PROMPT: Revise the records below, changing every "Practice step" to "Exercise" and leaving everything else untouched. Omit the pictures from your answer.

— START —

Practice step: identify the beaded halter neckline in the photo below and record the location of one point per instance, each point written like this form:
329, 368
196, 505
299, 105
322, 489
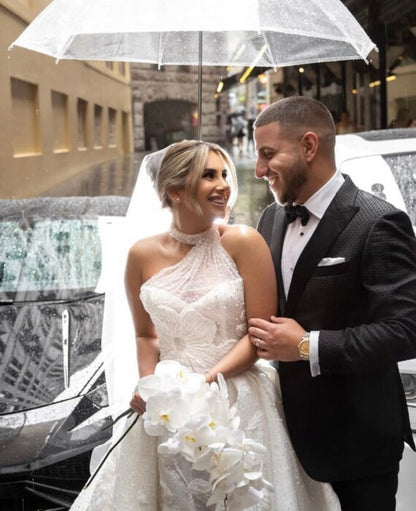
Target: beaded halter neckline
190, 239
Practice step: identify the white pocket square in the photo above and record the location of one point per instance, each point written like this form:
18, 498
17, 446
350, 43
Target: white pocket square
331, 261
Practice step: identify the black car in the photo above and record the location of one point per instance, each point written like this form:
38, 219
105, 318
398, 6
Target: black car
53, 397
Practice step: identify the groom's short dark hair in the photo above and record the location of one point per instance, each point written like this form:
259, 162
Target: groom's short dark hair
297, 111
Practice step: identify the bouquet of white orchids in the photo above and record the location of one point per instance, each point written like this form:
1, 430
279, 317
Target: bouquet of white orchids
202, 427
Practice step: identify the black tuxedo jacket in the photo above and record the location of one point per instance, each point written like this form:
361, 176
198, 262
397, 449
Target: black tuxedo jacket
350, 421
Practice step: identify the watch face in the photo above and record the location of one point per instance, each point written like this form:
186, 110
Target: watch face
304, 348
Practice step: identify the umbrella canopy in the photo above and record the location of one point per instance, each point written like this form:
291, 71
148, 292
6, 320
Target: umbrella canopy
267, 33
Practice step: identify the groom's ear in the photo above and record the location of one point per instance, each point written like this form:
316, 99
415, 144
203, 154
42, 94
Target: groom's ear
310, 144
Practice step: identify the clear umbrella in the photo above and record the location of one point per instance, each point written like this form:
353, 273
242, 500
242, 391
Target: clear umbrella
264, 33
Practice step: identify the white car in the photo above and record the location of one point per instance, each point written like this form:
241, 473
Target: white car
383, 162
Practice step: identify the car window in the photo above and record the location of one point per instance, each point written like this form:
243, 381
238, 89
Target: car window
391, 177
49, 258
403, 167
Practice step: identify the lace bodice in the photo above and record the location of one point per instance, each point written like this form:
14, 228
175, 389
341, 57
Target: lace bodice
197, 305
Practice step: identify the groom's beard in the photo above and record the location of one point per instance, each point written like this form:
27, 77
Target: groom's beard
290, 183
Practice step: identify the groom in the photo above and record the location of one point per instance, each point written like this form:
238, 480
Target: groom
346, 269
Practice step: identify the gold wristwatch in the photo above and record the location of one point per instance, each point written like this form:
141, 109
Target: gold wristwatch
303, 347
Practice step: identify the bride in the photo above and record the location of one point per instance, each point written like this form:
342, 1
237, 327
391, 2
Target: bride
190, 291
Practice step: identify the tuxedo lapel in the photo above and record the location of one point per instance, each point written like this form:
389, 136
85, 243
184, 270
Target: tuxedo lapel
337, 216
276, 244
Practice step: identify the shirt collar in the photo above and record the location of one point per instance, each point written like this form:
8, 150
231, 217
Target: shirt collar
320, 200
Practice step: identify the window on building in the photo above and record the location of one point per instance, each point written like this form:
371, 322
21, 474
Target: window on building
98, 126
60, 122
82, 123
112, 127
122, 68
26, 123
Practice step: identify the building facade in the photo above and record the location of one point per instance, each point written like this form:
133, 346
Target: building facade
56, 119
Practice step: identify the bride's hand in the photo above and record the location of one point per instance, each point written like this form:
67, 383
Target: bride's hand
137, 404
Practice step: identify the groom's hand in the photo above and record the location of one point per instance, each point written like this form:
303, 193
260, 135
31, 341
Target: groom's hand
277, 339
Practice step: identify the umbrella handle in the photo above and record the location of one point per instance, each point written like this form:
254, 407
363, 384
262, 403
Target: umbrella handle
200, 43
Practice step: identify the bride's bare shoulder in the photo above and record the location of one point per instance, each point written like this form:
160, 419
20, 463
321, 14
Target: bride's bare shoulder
147, 248
239, 234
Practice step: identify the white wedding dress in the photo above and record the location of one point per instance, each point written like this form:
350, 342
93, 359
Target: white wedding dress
198, 309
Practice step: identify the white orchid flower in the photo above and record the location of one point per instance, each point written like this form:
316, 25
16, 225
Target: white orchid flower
204, 429
167, 410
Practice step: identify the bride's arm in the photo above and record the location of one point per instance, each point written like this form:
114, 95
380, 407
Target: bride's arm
252, 256
147, 344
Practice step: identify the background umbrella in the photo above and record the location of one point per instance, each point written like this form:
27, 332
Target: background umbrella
263, 33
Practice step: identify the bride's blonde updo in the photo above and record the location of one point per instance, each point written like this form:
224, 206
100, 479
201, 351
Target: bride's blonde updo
183, 165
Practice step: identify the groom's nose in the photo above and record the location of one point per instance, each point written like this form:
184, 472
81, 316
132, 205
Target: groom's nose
261, 169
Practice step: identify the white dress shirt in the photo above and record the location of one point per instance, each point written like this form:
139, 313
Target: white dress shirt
297, 237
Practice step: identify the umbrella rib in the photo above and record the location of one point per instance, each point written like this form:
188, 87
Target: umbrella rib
64, 48
162, 39
346, 36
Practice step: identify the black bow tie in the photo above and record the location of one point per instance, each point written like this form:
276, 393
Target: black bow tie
293, 212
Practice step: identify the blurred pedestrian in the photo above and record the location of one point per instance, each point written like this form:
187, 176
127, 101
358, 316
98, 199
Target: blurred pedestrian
345, 124
403, 119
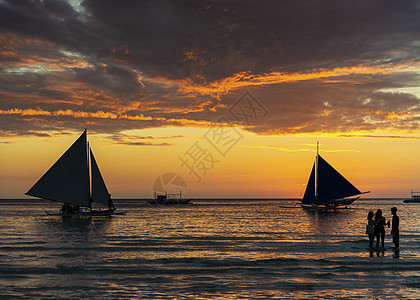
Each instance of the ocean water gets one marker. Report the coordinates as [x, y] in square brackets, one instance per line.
[224, 249]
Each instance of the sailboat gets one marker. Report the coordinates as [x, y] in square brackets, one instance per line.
[68, 182]
[327, 188]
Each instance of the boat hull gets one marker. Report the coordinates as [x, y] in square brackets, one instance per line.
[91, 213]
[411, 201]
[169, 201]
[332, 205]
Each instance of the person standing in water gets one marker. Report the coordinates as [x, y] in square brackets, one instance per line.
[395, 230]
[370, 231]
[380, 227]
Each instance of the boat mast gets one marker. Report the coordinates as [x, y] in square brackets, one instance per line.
[89, 172]
[316, 171]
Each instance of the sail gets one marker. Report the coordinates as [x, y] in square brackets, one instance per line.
[67, 180]
[99, 191]
[331, 184]
[309, 196]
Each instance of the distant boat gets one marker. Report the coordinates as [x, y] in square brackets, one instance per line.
[167, 199]
[327, 188]
[68, 182]
[415, 198]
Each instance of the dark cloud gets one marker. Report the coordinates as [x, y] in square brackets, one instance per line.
[113, 64]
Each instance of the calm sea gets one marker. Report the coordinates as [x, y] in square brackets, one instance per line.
[224, 249]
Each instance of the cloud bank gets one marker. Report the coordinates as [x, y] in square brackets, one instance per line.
[325, 66]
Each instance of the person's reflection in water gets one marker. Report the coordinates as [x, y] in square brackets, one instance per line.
[396, 253]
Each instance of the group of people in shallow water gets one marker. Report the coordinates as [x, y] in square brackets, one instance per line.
[376, 227]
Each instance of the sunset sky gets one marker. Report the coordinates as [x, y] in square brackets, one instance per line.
[251, 86]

— END —

TASK OUTPUT:
Exercise: identify the beaded halter neckline in the photo below and record the location of one point per instance, each point written like this form:
329, 368
196, 505
299, 105
322, 489
Target: beaded halter neckline
190, 239
Exercise: identify the white pocket square in the photo above and record the location of one point per instance, each point written like this form:
18, 498
17, 446
350, 43
Target: white pocket square
331, 261
Exercise: identify the black car in the photo above and record the location of one point per instance, each point written like this form:
38, 219
105, 318
398, 6
Target: black car
53, 397
Exercise: identify the groom's short dark hair in the photo above and record the location of one point per instance, each point written like this form:
259, 162
Target: groom's short dark hair
297, 111
Exercise: identify the bouquet of white orchids in the photo above and record the location of one point per instance, each point written like this form:
1, 430
279, 317
Target: bouquet of white orchids
202, 427
Exercise: identify the black tuxedo jacket in the photo above and record the location of one point per instance, each point written like this form:
361, 176
198, 262
397, 449
Target: black tuxedo jacket
350, 421
Exercise: identify the watch face in the photo above and record the location of one point per instance, each point written like this form:
186, 110
Target: watch face
304, 348
Exercise: identify the umbrella canopy in the photo above and record the location of one point per instance, each point written like this form:
291, 71
148, 292
6, 320
Target: umbrella canopy
267, 33
Exercise: identify the groom's ear in the photo above and record the location of one point per instance, each point written like this form:
316, 99
415, 144
203, 154
42, 94
Target: groom's ear
310, 144
Exercise: identify the clear umbrella in the photo above and record the location of one point per instance, each point written like this form:
353, 273
242, 500
242, 391
Target: clear umbrella
264, 33
Exercise: identify the white car in the photo above and record the location of one point per instance, each point written like this form:
241, 473
Target: white car
383, 162
Exercise: identify the car window in the photo above and record the location of one point per instance, each point written like this form:
243, 381
238, 89
Target: car window
391, 177
49, 258
403, 167
Exercise: identify the lace bodice in the photo above and record the location of one point per instance, each point written like this form:
14, 228
175, 389
341, 57
Target: lace bodice
197, 305
Exercise: identify the groom's beard in the photo above and record the location of one point per instance, each point written like this form:
27, 77
Target: groom's beard
290, 183
Exercise: identify the groom in the photo above and record the location of one point per instance, each point written like this form:
238, 480
Target: groom
346, 269
Exercise: identify the gold wristwatch in the photo above and record the location of one point per instance, each point written like this form:
141, 109
Target: gold wristwatch
303, 347
Exercise: identify the bride in the photo above and record the location of one point per instance, each point written like this form:
342, 1
237, 327
391, 2
Target: bride
190, 291
Exercise: identify the tuxedo lapel in the photo above and record the location of one point per instance, each point written like this form:
389, 136
85, 243
184, 270
Target: tuxedo lapel
337, 216
276, 244
Exercise: identify the shirt collar in the photo above and record the location of one point per instance, each point written like this form:
8, 150
231, 217
Target: shirt collar
320, 200
Exercise: identify the window on building in the photo above and record the location of one point per instance, each point written like this form:
371, 322
21, 474
Target: window on building
98, 126
60, 122
82, 123
112, 127
122, 68
26, 123
Exercise: identify the building facade in the photo above and record the location of one point per instance, each point written like this form:
133, 346
Target: building facade
56, 119
Exercise: identify the bride's hand in the photo above and record the location of one point per instance, each point written like this form:
67, 383
Target: bride's hand
137, 404
Exercise: identify the groom's hand in the photo above and record the location of one point per instance, each point written like this form:
303, 193
260, 135
31, 341
Target: groom's hand
277, 339
Exercise: identify the umbrella handle in the photo above and record the location of one point per instance, each point written like this form:
254, 407
363, 384
262, 403
Target: umbrella handle
200, 43
Exercise: identify the bride's bare shoulder in the photo above and record the location of one point per instance, each point written like this form:
160, 419
20, 463
321, 14
Target: bride's bare shoulder
147, 248
239, 234
Exercise: identify the white wedding dress in the photo above and record the location of one point per instance, each point written like this form:
350, 342
93, 359
Target: white wedding dress
198, 309
Exercise: identify the white orchid flower in the photo above and record the location of one point per instance, each point written like this form:
316, 25
16, 225
Target: white orchid flower
204, 429
167, 410
Exercise: identify the bride's arm in the photo above and record the location of one point per instance, each point written like this form:
114, 95
380, 407
Target: bride's arm
252, 256
147, 344
Exercise: identify the background umbrella in the photo above and record the location of one point per instance, each point written like this form:
27, 332
Target: background umbrella
263, 33
Exercise: identify the bride's blonde updo in the photo above and record the location of one point per instance, each point written like this form:
224, 206
100, 479
201, 351
Target: bride's blonde updo
183, 165
Exercise: identify the groom's nose in the photo above and record the location of one point per instance, each point written like this form:
184, 472
81, 316
132, 205
Target: groom's nose
261, 169
Exercise: identify the white dress shirt in the photo above and record the location of one point per instance, each point written like this form:
139, 313
Target: white dress shirt
297, 237
Exercise: identify the umbrella rib in the photo above and record the location of one point per instance, each point written like this form:
188, 87
Target: umbrella rib
64, 48
162, 39
346, 36
Exercise: identify the black bow tie in the photo above and record the location of one point per instance, each point written like this form:
276, 393
Target: black bow tie
293, 212
Exercise: identify the blurred pedestrian in the photo above and record the location of one point per instance, each point written like this form:
187, 176
127, 101
358, 316
98, 199
Target: blurred pedestrian
345, 124
403, 119
Each instance of the ocean water gets one marker. Report the coordinates as [x, y] in square brackets, one instance per line.
[224, 249]
Each instance of the sailboat gets one marker. Report the coordinates as [x, y] in square brackets, one instance per line.
[68, 182]
[327, 188]
Each instance of the boat hull gets one marker. Report the coordinates as [x, y] in square brackets, one instance per line.
[91, 213]
[411, 201]
[169, 201]
[332, 205]
Each instance of the person standing in water gets one marker. Report the coordinates as [x, y] in square brackets, one instance per line.
[395, 230]
[370, 231]
[380, 227]
Each instance of the boat mast gets one marker. Report the coordinates as [x, y] in square brackets, one instance per line.
[89, 172]
[316, 171]
Each instance of the sail gets one marker. Report the coordinates as [x, y] in square brackets, one instance per line.
[67, 180]
[99, 191]
[331, 184]
[309, 196]
Each instance of the distant boat gets one marker. Report the coordinates as [x, y] in square brackets, one instance per line.
[167, 199]
[327, 188]
[68, 182]
[415, 198]
Each instance of the dark cloud gets one marker. Report the coordinates as [x, y] in square brackets, one instance per line.
[113, 64]
Each instance of the calm sea gets one marker. Report the coordinates as [x, y] in square brackets, one instance per line.
[224, 249]
Each instance of the cloud bank gets one marker. Report the coordinates as [x, y] in square brackets, one instance per line.
[325, 66]
Each instance of the person's reflection in water gets one marker. Report the coordinates as [x, y] in square brackets, one instance per line.
[396, 253]
Each instance of the group of people in shallow water gets one marker. Report the coordinates as [x, y] in square brackets, one instance per line.
[376, 227]
Each instance of the sunset sky gets one marker. Report the coordinates as [x, y] in square brackets, one instance per line.
[251, 86]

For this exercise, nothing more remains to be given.